Task to carry out:
Please render the lines from the start through the one containing "[(378, 362), (136, 382)]" as a two-column CSV with the headers text and result. Put each text and its answer in its own quoted field, turn line breaks into spaces, and leave out the pictures.

— begin The input —

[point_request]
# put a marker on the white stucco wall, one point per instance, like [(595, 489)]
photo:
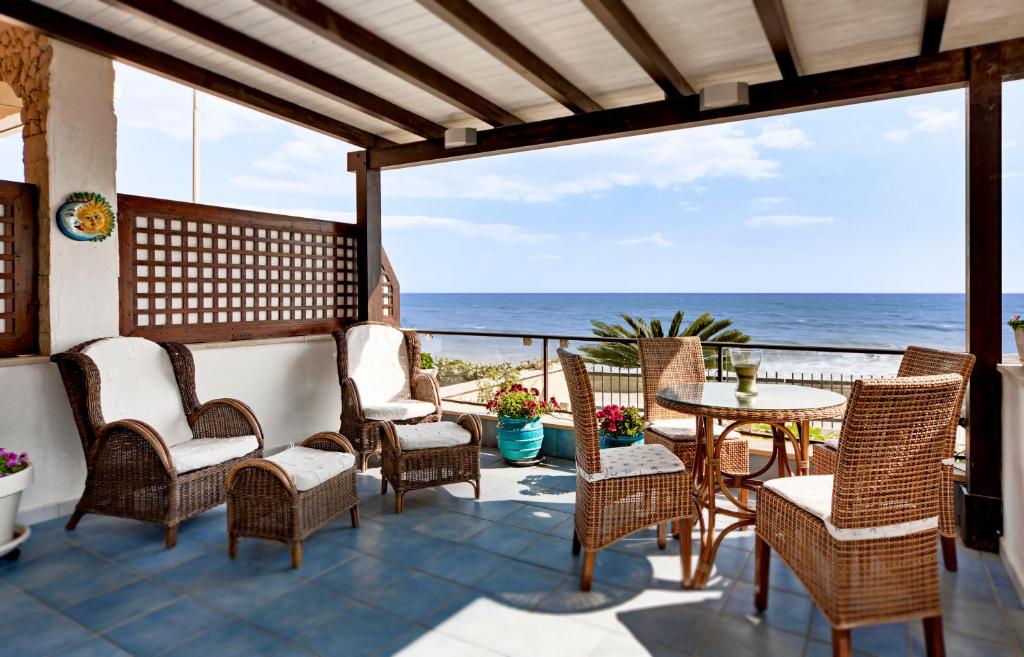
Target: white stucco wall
[(1012, 544), (291, 385), (81, 145)]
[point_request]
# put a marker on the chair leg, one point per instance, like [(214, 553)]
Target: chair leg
[(762, 566), (171, 538), (841, 643), (587, 576), (948, 553), (686, 549), (73, 521), (935, 645)]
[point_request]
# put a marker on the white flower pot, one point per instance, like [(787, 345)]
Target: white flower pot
[(10, 495)]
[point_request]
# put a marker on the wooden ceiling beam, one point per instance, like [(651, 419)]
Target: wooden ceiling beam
[(478, 28), (194, 25), (935, 23), (776, 28), (88, 37), (623, 25), (337, 29), (871, 82)]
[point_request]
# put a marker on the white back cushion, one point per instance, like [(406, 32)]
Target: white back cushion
[(378, 362), (136, 382)]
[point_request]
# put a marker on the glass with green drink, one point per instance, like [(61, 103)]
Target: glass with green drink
[(745, 363)]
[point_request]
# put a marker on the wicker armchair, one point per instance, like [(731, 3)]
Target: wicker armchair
[(862, 541), (416, 456), (379, 370), (153, 451), (671, 361), (623, 489), (920, 361)]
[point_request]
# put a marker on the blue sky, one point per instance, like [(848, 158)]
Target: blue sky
[(867, 198)]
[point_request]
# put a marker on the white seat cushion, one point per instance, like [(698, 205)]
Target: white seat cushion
[(394, 410), (136, 382), (203, 452), (378, 362), (431, 435), (813, 494), (308, 468), (635, 461)]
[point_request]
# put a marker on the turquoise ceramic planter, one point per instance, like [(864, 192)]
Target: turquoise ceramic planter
[(518, 439), (620, 441)]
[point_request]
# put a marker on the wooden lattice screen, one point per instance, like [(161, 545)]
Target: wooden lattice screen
[(18, 304), (203, 273)]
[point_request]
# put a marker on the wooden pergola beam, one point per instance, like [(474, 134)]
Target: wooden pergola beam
[(871, 82), (935, 22), (477, 27), (776, 28), (220, 37), (337, 29), (623, 25), (83, 35)]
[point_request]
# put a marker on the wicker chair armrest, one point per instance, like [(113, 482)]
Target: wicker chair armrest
[(225, 419), (329, 441), (258, 473), (425, 389), (351, 403), (117, 439), (390, 436), (472, 424)]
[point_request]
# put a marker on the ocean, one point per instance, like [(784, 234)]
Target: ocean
[(881, 320)]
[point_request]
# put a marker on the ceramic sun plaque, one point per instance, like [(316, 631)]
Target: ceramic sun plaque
[(86, 216)]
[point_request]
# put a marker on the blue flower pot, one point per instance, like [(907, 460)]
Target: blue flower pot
[(519, 440), (607, 440)]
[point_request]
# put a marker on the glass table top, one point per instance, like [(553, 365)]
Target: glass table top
[(769, 397)]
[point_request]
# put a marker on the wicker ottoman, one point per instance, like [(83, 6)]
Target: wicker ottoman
[(430, 454), (293, 493)]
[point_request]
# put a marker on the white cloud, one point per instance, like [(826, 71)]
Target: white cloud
[(932, 119), (787, 221), (897, 134), (654, 239)]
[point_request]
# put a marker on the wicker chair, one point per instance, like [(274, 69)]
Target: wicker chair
[(415, 456), (919, 361), (152, 451), (623, 489), (862, 541), (379, 369), (670, 361)]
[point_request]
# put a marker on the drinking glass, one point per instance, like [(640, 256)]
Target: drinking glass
[(745, 363)]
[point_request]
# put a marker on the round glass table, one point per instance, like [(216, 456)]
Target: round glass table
[(775, 405)]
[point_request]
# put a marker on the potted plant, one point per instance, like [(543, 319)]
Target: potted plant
[(15, 475), (1017, 324), (621, 426), (519, 431), (427, 364)]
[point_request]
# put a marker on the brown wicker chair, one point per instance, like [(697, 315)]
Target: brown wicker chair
[(920, 361), (379, 370), (415, 456), (862, 541), (623, 489), (268, 498), (147, 465), (671, 361)]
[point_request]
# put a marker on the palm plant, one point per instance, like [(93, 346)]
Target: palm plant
[(628, 355)]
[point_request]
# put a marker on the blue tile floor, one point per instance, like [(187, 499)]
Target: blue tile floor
[(450, 576)]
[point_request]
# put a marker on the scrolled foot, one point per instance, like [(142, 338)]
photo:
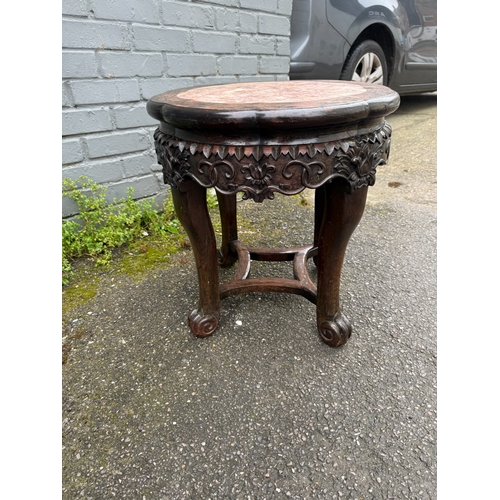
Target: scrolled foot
[(202, 325), (336, 332)]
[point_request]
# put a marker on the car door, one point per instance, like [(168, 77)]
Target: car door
[(420, 47)]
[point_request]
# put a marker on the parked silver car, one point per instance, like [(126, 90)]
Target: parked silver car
[(392, 42)]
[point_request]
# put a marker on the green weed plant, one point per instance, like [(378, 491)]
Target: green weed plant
[(101, 227)]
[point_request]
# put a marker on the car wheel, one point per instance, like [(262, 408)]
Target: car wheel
[(366, 62)]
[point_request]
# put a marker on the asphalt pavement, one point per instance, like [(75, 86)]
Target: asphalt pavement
[(263, 409)]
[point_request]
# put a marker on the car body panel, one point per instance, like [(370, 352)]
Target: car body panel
[(324, 31)]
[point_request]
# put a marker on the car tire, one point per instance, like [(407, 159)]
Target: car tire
[(366, 62)]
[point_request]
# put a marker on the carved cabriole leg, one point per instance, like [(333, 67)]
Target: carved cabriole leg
[(190, 201), (319, 211), (227, 209), (342, 213)]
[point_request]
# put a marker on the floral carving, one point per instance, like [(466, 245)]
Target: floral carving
[(174, 162), (287, 169)]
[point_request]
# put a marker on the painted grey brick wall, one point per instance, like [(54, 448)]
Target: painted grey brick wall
[(117, 54)]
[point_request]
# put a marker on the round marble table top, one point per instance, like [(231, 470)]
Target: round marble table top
[(256, 108)]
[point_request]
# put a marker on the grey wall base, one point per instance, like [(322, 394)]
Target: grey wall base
[(116, 55)]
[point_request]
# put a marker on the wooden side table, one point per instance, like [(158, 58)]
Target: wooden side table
[(263, 138)]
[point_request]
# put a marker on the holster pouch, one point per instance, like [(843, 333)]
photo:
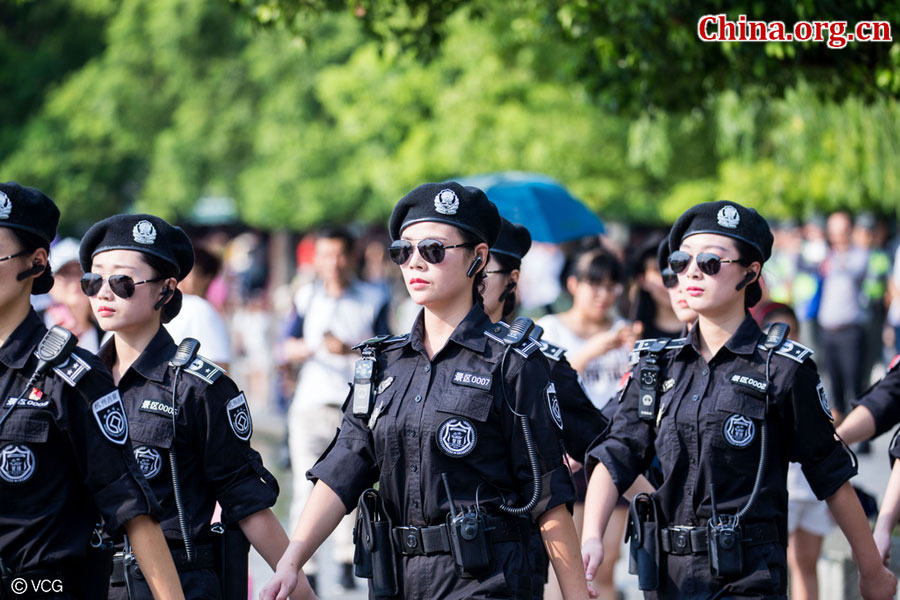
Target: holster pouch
[(726, 558), (374, 556), (643, 530), (231, 549), (135, 583), (98, 568)]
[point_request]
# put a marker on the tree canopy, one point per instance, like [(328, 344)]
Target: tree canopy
[(153, 104)]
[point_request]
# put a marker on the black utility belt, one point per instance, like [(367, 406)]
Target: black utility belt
[(425, 541), (204, 558), (694, 540)]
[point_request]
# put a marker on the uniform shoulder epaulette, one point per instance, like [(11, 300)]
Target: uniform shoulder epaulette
[(554, 353), (205, 369), (526, 347), (793, 350), (380, 340), (72, 370), (644, 345)]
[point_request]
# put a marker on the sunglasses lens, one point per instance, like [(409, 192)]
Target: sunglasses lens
[(670, 278), (400, 251), (432, 251), (91, 284), (122, 286), (709, 263), (679, 261)]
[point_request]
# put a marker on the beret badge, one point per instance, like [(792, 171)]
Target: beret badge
[(446, 202), (144, 232), (5, 206), (728, 217)]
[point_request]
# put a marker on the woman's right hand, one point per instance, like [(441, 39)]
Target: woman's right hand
[(287, 582), (592, 555)]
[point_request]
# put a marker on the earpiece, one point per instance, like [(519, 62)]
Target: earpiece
[(36, 269), (473, 268), (507, 290), (165, 296), (747, 279)]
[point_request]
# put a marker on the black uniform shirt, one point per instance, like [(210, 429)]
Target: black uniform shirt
[(212, 433), (448, 415), (65, 456), (582, 421), (883, 400), (709, 427)]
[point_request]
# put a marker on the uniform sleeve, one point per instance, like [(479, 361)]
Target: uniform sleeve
[(531, 384), (109, 469), (627, 450), (582, 422), (883, 401), (348, 466), (825, 462), (242, 484)]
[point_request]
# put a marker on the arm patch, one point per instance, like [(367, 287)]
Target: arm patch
[(205, 369)]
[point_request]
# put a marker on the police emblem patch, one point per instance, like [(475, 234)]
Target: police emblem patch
[(739, 431), (144, 232), (17, 463), (553, 405), (728, 217), (446, 202), (149, 460), (823, 400), (456, 437), (239, 417), (5, 206), (110, 415)]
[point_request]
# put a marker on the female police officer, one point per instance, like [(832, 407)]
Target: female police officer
[(440, 436), (65, 453), (191, 418), (724, 410)]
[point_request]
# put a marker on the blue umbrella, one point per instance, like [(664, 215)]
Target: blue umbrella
[(539, 203)]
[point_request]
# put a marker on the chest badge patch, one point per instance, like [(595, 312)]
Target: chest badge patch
[(110, 415), (739, 431), (553, 405), (149, 460), (239, 417), (456, 437), (823, 401), (17, 463)]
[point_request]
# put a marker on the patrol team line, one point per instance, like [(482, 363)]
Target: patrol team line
[(453, 440)]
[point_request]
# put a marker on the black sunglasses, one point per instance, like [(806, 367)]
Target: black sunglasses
[(707, 262), (121, 285), (670, 277), (431, 250)]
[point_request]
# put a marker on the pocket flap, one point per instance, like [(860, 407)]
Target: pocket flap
[(467, 402), (26, 426)]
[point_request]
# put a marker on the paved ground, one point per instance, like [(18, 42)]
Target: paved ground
[(874, 471)]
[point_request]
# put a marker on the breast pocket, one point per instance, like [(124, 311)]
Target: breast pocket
[(152, 440), (735, 422), (23, 440)]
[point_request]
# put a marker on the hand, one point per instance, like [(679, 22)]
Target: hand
[(592, 555), (880, 586), (288, 582)]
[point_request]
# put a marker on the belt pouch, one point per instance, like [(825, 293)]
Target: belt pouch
[(644, 549)]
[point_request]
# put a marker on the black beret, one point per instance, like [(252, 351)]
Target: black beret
[(514, 240), (724, 218), (141, 233), (462, 206), (28, 209)]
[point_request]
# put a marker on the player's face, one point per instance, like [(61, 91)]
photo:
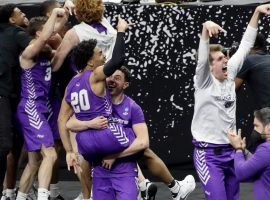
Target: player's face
[(98, 58), (219, 65), (19, 18), (116, 83)]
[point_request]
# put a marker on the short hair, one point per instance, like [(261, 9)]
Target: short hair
[(35, 24), (126, 73), (6, 12), (47, 6), (89, 10), (260, 42), (83, 52), (263, 115)]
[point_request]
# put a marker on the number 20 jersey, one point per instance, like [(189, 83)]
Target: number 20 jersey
[(86, 105)]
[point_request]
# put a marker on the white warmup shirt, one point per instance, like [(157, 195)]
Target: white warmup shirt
[(215, 101), (105, 41)]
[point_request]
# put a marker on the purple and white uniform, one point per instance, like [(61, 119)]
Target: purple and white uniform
[(119, 182), (86, 106), (33, 111), (214, 114), (257, 168)]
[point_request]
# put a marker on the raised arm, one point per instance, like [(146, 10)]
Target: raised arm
[(69, 41), (202, 74), (247, 42), (118, 55), (33, 49)]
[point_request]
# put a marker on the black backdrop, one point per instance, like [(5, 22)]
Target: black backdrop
[(161, 53)]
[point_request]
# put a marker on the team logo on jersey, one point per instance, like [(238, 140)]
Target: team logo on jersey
[(126, 111)]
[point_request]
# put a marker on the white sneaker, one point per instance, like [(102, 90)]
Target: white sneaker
[(79, 197), (184, 188)]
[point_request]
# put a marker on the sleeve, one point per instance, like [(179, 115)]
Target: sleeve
[(236, 61), (202, 77), (247, 169), (23, 39), (137, 115), (244, 71)]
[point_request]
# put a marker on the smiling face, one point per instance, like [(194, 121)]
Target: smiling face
[(116, 83), (218, 64), (18, 18)]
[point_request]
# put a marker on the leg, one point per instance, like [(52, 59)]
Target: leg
[(102, 189), (157, 166), (147, 188), (29, 174), (54, 186), (211, 174), (231, 182), (125, 188), (5, 136), (84, 176), (45, 171)]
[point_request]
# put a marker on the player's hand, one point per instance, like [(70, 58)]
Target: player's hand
[(108, 163), (212, 28), (264, 9), (235, 139), (72, 161), (70, 7), (99, 122)]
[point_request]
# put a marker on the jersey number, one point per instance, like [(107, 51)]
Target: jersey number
[(48, 75), (80, 101)]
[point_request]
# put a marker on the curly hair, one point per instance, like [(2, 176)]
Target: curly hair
[(89, 10), (36, 24), (6, 11), (83, 52)]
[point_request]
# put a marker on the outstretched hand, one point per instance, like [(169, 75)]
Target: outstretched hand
[(264, 9), (122, 25), (212, 28)]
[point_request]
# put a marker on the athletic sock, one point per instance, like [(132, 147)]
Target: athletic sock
[(43, 194), (11, 194), (54, 190), (21, 196)]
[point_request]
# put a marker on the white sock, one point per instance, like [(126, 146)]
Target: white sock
[(175, 188), (10, 193), (43, 194), (54, 190), (142, 185), (21, 196)]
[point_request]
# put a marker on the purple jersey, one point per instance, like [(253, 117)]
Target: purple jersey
[(127, 113), (33, 111), (93, 144), (86, 105), (256, 168), (36, 81)]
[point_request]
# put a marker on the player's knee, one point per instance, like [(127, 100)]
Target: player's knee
[(50, 154)]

— end The input —

Final result:
text,result
"[point_request] # put a marker on the white stucco wall, one point per instance, like [(595, 489)] photo: Target: white stucco wall","[(1012, 544), (291, 385), (81, 145)]"
"[point_request] # put a marker on the chair leg, one point per instance, like [(214, 553)] Target: chair leg","[(762, 566), (171, 538), (841, 643), (587, 576), (948, 553), (686, 549), (73, 521), (935, 645)]"
"[point_request] # put a marker on the white flower pot, one point per instance, like [(787, 345)] Target: white flower pot","[(10, 495)]"
"[point_request] # put a marker on the wooden ceiling beam, one point per instance, like [(651, 419)] Target: wooden ceiling beam","[(478, 28), (194, 25), (935, 23), (776, 28), (88, 37), (623, 25), (337, 29), (871, 82)]"
"[point_request] # put a marker on the white back cushion, one point per instance, like [(406, 32)] Target: white back cushion","[(378, 362), (136, 382)]"